Records excerpted from a collection
=== Section Start ===
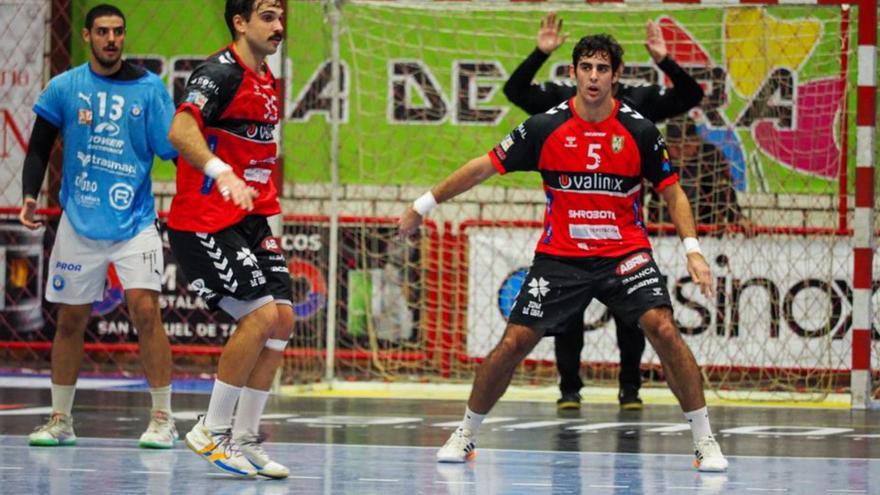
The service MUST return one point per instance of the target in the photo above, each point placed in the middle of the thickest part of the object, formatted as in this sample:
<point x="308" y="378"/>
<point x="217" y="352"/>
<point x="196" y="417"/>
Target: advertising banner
<point x="775" y="305"/>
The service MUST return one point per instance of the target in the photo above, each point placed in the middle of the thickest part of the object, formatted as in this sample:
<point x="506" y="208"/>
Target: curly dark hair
<point x="598" y="43"/>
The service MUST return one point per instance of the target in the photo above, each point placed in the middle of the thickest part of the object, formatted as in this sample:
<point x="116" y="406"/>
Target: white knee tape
<point x="276" y="344"/>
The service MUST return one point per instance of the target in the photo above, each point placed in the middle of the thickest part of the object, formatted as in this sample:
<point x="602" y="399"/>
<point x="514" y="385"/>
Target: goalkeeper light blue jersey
<point x="111" y="130"/>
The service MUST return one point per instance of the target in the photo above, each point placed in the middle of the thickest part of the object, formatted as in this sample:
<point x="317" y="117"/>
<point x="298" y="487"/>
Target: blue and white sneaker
<point x="218" y="449"/>
<point x="58" y="431"/>
<point x="461" y="447"/>
<point x="252" y="448"/>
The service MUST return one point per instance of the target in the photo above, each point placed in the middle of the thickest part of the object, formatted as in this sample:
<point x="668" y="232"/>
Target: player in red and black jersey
<point x="592" y="153"/>
<point x="218" y="231"/>
<point x="655" y="103"/>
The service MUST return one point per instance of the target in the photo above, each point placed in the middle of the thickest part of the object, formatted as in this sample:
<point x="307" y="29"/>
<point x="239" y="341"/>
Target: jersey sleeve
<point x="655" y="159"/>
<point x="50" y="104"/>
<point x="159" y="117"/>
<point x="518" y="151"/>
<point x="203" y="95"/>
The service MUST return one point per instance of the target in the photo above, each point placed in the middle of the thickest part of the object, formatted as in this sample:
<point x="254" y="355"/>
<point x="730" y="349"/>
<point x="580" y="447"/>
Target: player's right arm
<point x="538" y="98"/>
<point x="187" y="138"/>
<point x="518" y="151"/>
<point x="466" y="177"/>
<point x="35" y="163"/>
<point x="204" y="101"/>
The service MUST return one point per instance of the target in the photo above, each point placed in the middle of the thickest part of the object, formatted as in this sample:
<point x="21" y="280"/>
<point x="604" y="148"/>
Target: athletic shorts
<point x="557" y="289"/>
<point x="237" y="269"/>
<point x="78" y="265"/>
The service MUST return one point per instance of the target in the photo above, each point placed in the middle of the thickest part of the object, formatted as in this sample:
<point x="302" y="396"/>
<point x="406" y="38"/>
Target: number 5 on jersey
<point x="594" y="156"/>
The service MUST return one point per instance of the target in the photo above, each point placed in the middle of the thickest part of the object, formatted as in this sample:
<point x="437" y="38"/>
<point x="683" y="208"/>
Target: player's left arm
<point x="159" y="117"/>
<point x="685" y="92"/>
<point x="657" y="169"/>
<point x="466" y="177"/>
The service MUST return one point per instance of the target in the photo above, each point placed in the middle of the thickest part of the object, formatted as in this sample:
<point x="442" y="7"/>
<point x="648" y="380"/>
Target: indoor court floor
<point x="387" y="446"/>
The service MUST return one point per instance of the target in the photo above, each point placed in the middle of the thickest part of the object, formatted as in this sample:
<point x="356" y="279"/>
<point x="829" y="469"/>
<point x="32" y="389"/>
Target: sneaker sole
<point x="234" y="472"/>
<point x="273" y="476"/>
<point x="52" y="443"/>
<point x="471" y="456"/>
<point x="704" y="469"/>
<point x="155" y="445"/>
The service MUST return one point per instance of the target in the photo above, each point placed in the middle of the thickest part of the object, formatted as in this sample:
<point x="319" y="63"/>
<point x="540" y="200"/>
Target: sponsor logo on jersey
<point x="260" y="132"/>
<point x="632" y="263"/>
<point x="596" y="232"/>
<point x="257" y="174"/>
<point x="108" y="128"/>
<point x="591" y="182"/>
<point x="197" y="99"/>
<point x="84" y="116"/>
<point x="246" y="257"/>
<point x="643" y="283"/>
<point x="198" y="286"/>
<point x="68" y="267"/>
<point x="539" y="287"/>
<point x="271" y="244"/>
<point x="617" y="143"/>
<point x="592" y="214"/>
<point x="641" y="274"/>
<point x="121" y="196"/>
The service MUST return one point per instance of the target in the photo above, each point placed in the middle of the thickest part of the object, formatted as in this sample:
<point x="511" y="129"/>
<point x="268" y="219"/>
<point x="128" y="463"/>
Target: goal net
<point x="382" y="100"/>
<point x="767" y="158"/>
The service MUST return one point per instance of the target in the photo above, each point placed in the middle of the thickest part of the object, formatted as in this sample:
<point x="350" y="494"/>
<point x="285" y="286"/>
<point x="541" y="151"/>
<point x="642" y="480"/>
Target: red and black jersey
<point x="237" y="110"/>
<point x="592" y="174"/>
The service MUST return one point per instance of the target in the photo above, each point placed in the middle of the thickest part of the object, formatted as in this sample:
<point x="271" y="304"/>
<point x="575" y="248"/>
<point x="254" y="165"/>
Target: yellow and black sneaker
<point x="569" y="401"/>
<point x="629" y="399"/>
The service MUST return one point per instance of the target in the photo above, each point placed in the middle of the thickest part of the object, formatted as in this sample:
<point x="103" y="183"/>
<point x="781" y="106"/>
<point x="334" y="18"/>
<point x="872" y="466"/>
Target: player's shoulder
<point x="70" y="77"/>
<point x="222" y="62"/>
<point x="637" y="124"/>
<point x="554" y="117"/>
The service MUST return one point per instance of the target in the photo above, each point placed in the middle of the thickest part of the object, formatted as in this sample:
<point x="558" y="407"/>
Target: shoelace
<point x="255" y="443"/>
<point x="53" y="421"/>
<point x="224" y="441"/>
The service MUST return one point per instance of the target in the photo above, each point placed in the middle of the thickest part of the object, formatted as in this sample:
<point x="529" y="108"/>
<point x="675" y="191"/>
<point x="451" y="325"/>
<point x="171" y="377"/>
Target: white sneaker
<point x="252" y="448"/>
<point x="709" y="456"/>
<point x="161" y="432"/>
<point x="460" y="447"/>
<point x="57" y="431"/>
<point x="218" y="449"/>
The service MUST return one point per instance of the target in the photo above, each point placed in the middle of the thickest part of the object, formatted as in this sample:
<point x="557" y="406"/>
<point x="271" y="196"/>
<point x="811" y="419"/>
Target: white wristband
<point x="425" y="203"/>
<point x="691" y="245"/>
<point x="215" y="166"/>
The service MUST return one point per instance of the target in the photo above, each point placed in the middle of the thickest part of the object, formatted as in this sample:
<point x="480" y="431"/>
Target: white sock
<point x="699" y="421"/>
<point x="161" y="398"/>
<point x="223" y="399"/>
<point x="247" y="415"/>
<point x="472" y="421"/>
<point x="62" y="398"/>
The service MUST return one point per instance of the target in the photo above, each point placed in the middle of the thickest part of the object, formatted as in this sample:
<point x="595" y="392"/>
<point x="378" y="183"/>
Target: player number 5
<point x="592" y="152"/>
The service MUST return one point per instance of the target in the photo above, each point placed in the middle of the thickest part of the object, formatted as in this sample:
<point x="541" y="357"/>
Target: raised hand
<point x="654" y="42"/>
<point x="549" y="36"/>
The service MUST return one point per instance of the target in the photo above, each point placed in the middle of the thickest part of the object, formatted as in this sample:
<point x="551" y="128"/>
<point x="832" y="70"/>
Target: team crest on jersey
<point x="197" y="99"/>
<point x="85" y="116"/>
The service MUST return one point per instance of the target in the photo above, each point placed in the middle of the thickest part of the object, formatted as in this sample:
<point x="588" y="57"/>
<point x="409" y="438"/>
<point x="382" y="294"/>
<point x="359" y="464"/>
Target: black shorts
<point x="243" y="261"/>
<point x="557" y="289"/>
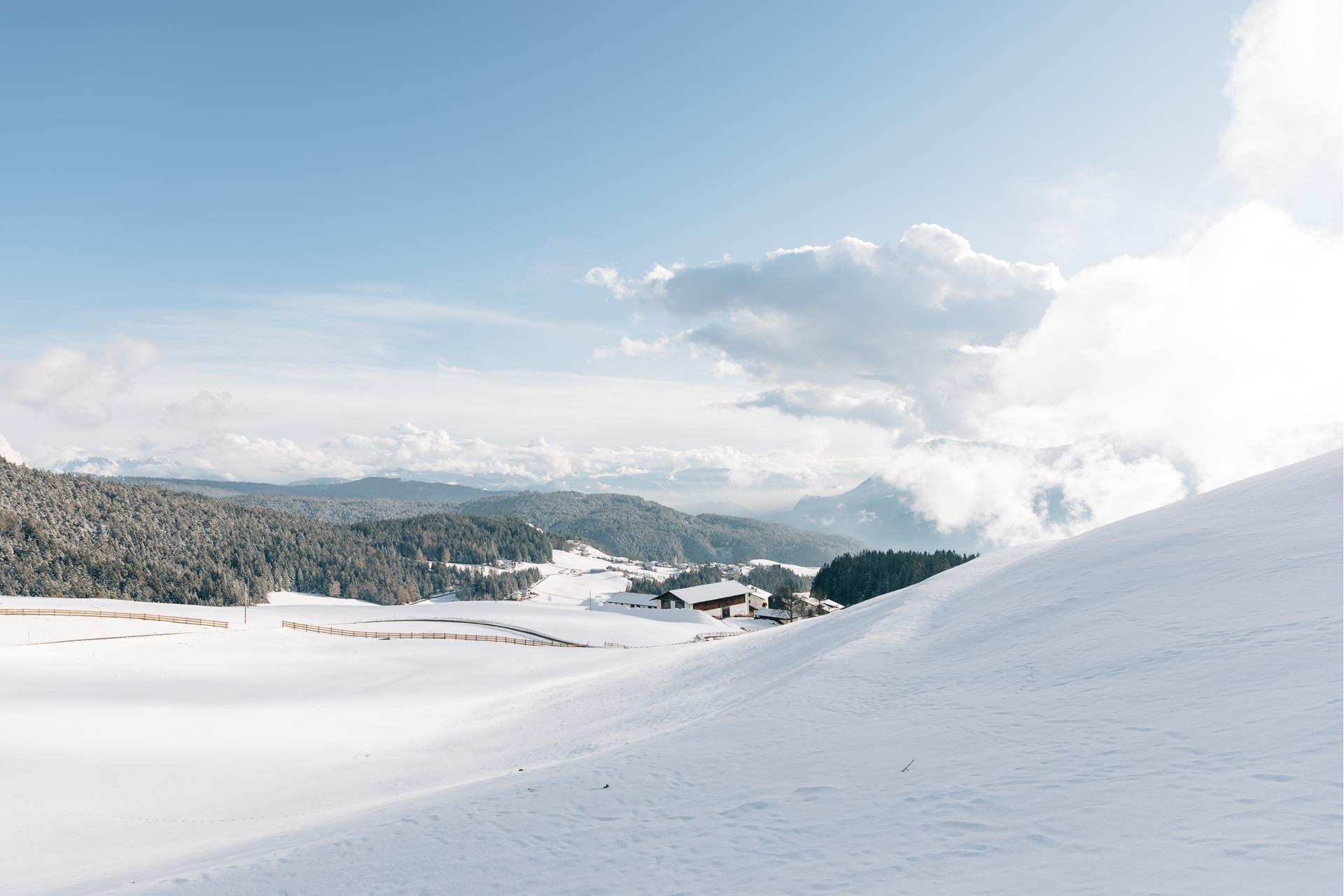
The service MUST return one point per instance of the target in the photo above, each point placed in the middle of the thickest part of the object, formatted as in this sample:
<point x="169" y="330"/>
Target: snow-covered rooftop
<point x="714" y="592"/>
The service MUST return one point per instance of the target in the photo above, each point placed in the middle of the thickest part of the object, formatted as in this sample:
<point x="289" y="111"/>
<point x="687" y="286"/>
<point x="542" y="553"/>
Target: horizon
<point x="1037" y="267"/>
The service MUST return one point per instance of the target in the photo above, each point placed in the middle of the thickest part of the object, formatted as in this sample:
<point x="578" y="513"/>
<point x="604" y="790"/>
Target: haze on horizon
<point x="737" y="254"/>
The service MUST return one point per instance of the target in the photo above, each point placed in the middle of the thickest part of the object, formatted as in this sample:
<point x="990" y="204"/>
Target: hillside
<point x="632" y="527"/>
<point x="368" y="489"/>
<point x="1151" y="707"/>
<point x="78" y="536"/>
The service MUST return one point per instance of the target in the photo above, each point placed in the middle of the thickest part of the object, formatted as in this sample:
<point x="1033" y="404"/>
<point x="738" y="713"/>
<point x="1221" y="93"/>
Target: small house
<point x="721" y="598"/>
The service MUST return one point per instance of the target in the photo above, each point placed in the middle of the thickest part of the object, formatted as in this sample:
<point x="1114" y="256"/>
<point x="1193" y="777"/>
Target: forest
<point x="853" y="578"/>
<point x="634" y="527"/>
<point x="78" y="536"/>
<point x="771" y="578"/>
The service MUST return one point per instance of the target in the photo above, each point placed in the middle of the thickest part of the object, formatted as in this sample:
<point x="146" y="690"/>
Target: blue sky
<point x="272" y="241"/>
<point x="179" y="155"/>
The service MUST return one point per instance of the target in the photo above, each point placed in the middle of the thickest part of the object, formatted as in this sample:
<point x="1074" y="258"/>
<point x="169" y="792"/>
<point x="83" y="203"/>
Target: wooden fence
<point x="109" y="614"/>
<point x="440" y="636"/>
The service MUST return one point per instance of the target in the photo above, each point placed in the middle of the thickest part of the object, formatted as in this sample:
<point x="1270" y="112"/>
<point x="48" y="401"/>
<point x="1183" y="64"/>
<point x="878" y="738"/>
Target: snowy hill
<point x="1149" y="707"/>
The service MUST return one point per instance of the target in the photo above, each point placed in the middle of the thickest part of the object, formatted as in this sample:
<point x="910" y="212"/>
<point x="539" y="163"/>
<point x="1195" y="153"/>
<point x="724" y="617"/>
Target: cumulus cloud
<point x="1159" y="375"/>
<point x="1194" y="351"/>
<point x="1287" y="89"/>
<point x="830" y="315"/>
<point x="74" y="386"/>
<point x="1008" y="495"/>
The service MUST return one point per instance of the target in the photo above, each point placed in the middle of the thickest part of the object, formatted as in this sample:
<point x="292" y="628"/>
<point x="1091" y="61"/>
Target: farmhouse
<point x="721" y="598"/>
<point x="632" y="599"/>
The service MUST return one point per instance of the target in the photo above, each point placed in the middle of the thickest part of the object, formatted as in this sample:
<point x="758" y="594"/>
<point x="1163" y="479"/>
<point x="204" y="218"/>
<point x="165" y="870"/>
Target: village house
<point x="722" y="599"/>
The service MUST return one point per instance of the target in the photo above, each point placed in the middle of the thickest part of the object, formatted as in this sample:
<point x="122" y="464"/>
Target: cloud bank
<point x="1159" y="375"/>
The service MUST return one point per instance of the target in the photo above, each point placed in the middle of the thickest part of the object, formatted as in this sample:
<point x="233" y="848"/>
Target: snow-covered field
<point x="1151" y="707"/>
<point x="806" y="571"/>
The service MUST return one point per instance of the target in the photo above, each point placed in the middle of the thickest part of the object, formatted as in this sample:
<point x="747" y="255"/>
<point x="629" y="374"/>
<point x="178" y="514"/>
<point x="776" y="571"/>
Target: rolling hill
<point x="632" y="527"/>
<point x="69" y="535"/>
<point x="1149" y="707"/>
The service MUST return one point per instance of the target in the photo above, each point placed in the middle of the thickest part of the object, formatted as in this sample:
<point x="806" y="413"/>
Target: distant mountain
<point x="81" y="536"/>
<point x="634" y="527"/>
<point x="879" y="514"/>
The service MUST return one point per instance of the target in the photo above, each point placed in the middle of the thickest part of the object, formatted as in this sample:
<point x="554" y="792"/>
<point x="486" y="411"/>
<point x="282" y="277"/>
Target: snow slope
<point x="1151" y="707"/>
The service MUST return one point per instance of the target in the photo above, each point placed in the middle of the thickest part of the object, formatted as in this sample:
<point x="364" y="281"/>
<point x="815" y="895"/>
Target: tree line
<point x="77" y="536"/>
<point x="853" y="578"/>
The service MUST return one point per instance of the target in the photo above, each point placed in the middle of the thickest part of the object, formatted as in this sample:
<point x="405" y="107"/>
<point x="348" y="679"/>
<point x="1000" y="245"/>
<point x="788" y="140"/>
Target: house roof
<point x="714" y="592"/>
<point x="632" y="599"/>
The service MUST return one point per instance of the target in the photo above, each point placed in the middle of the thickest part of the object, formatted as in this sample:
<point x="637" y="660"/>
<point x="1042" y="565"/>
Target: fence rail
<point x="109" y="614"/>
<point x="438" y="636"/>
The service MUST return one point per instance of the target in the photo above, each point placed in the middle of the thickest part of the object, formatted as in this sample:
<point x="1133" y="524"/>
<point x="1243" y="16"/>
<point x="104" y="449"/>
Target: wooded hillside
<point x="65" y="535"/>
<point x="632" y="527"/>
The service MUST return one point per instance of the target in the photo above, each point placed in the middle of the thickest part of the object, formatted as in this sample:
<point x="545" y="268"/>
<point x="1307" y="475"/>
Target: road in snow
<point x="1151" y="707"/>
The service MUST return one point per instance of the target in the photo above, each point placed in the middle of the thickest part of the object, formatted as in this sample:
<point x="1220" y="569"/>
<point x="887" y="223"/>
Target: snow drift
<point x="1149" y="707"/>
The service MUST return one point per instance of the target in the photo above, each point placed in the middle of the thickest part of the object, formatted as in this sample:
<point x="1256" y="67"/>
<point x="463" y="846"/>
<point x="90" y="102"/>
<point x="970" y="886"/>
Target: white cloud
<point x="8" y="451"/>
<point x="881" y="409"/>
<point x="74" y="386"/>
<point x="1287" y="88"/>
<point x="1233" y="332"/>
<point x="203" y="409"/>
<point x="678" y="476"/>
<point x="1159" y="374"/>
<point x="1009" y="495"/>
<point x="628" y="347"/>
<point x="832" y="315"/>
<point x="652" y="282"/>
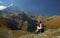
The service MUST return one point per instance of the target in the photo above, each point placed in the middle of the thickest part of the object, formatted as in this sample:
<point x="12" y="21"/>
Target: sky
<point x="40" y="7"/>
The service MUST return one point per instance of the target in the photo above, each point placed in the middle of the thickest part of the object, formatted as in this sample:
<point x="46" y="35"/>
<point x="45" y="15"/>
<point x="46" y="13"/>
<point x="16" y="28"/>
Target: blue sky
<point x="40" y="7"/>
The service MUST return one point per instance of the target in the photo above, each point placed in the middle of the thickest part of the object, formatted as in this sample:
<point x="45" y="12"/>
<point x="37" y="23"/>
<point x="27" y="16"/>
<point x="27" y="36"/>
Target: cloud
<point x="11" y="5"/>
<point x="2" y="7"/>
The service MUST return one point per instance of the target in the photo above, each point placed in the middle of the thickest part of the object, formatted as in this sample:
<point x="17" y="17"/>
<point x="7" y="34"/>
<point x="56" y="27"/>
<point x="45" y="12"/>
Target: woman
<point x="40" y="27"/>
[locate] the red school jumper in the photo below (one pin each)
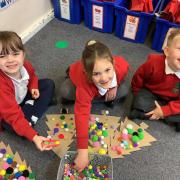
(151, 75)
(10, 110)
(85, 92)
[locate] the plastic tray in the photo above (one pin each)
(94, 158)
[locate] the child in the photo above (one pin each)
(97, 74)
(156, 85)
(23, 99)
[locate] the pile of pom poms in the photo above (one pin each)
(97, 133)
(129, 139)
(92, 172)
(10, 169)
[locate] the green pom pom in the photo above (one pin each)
(62, 117)
(105, 133)
(141, 135)
(130, 131)
(140, 130)
(95, 138)
(135, 139)
(32, 175)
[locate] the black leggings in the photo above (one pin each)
(144, 102)
(46, 89)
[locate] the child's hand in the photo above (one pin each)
(39, 141)
(35, 93)
(111, 94)
(81, 160)
(155, 114)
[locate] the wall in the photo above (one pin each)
(26, 17)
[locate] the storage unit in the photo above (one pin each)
(94, 159)
(99, 15)
(130, 25)
(68, 10)
(161, 29)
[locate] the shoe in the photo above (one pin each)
(109, 104)
(53, 101)
(1, 127)
(136, 114)
(177, 127)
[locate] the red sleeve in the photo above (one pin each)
(82, 113)
(141, 75)
(33, 81)
(172, 108)
(12, 114)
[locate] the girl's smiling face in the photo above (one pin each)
(103, 72)
(172, 53)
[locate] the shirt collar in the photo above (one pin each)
(168, 70)
(24, 75)
(102, 91)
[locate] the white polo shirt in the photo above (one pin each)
(20, 85)
(168, 70)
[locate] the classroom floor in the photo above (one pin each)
(161, 161)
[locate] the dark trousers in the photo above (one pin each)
(144, 102)
(46, 89)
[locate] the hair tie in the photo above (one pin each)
(91, 42)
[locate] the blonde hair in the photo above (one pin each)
(10, 42)
(94, 50)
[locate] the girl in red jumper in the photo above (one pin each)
(98, 75)
(156, 85)
(23, 99)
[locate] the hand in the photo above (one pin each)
(81, 160)
(39, 141)
(111, 94)
(155, 114)
(35, 93)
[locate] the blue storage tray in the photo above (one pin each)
(142, 20)
(98, 15)
(162, 27)
(69, 12)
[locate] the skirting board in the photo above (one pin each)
(37, 26)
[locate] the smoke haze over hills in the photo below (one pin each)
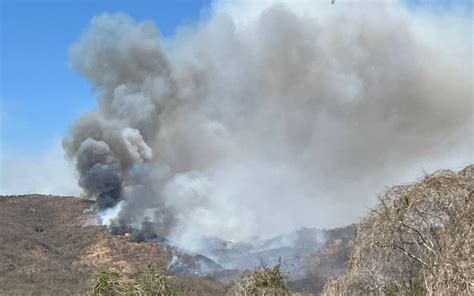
(268, 116)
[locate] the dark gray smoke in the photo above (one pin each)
(265, 117)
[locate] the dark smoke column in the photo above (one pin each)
(126, 66)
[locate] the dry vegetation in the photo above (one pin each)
(144, 283)
(417, 241)
(263, 281)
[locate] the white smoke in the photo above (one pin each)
(268, 116)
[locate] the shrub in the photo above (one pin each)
(148, 282)
(417, 241)
(264, 281)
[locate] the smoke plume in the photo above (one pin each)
(267, 116)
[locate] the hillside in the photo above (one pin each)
(51, 246)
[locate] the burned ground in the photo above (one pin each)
(52, 246)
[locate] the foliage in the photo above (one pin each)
(417, 241)
(148, 282)
(107, 284)
(264, 281)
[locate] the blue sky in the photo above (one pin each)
(40, 95)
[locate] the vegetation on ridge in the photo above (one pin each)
(417, 241)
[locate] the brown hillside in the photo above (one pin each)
(51, 246)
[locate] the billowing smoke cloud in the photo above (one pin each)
(265, 117)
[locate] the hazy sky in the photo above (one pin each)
(40, 96)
=== Section End ===
What to do:
Starting at the line that contains "[locate] the storage", retype each line through the end of the data exactly, and leave out every picture.

Completed task:
[locate] the storage unit in the photo above (one pin each)
(94, 159)
(99, 15)
(130, 25)
(68, 10)
(161, 29)
[locate] the shoe in the photo above (one pin each)
(109, 104)
(53, 101)
(1, 127)
(136, 114)
(177, 127)
[locate] the red sleeve in the photo above (one pin each)
(82, 113)
(141, 75)
(33, 81)
(172, 108)
(12, 114)
[locate] the girl's smiling face in the photo above (one pin each)
(103, 72)
(172, 53)
[locate] the shirt collar in the photo above (one pin each)
(168, 70)
(24, 75)
(102, 91)
[locate] the white polo shirt in the photo above (one pin each)
(20, 85)
(168, 70)
[locate] the classroom floor in the photo above (one pin each)
(161, 161)
[locate] the dark trousers in the photo above (one pin each)
(144, 102)
(46, 89)
[locate] the hair tie in the photo above (one pin each)
(91, 42)
[locate] the blonde hair in the photo above (one pin each)
(10, 42)
(94, 50)
[locate] the girl in red jumper in the photo above (one pin each)
(98, 75)
(156, 85)
(23, 99)
[locate] the hand in the photo above (one pin each)
(81, 160)
(39, 141)
(111, 94)
(155, 114)
(35, 93)
[locate] the blue storage tray in the photo above (one pin each)
(142, 20)
(98, 15)
(162, 27)
(69, 12)
[locate] the skirting board in the photo above (one pin each)
(37, 26)
[locate] the smoke haze over hills in the photo below (one pin each)
(268, 116)
[locate] the dark gray smoke in the photo above (one pin each)
(265, 117)
[locate] the dark smoke column in the photo above (one pin each)
(126, 66)
[locate] the dry vegetation in the photo above (one pin each)
(144, 283)
(417, 241)
(263, 281)
[locate] the white smoke in the photo above (one pin each)
(268, 116)
[locate] the shrub in the photo above (one pin each)
(148, 282)
(417, 241)
(264, 281)
[locate] the smoke plume in the photo above (one pin each)
(267, 116)
[locate] the hillside in the photo above (one pin each)
(51, 246)
[locate] the burned ground in the photo above (one pin each)
(52, 246)
[locate] the foliage in the photo above (one pin each)
(417, 241)
(148, 282)
(107, 284)
(264, 281)
[locate] the blue sky in the photo above (one pin each)
(40, 95)
[locate] the vegetation on ridge in the photo above (one pin each)
(417, 241)
[locate] the brown hillside in the photo above (one pin each)
(51, 246)
[locate] the billowing smoke cloud in the photo above (one pin each)
(265, 117)
[locate] the hazy sky in the photo above (one pin each)
(40, 96)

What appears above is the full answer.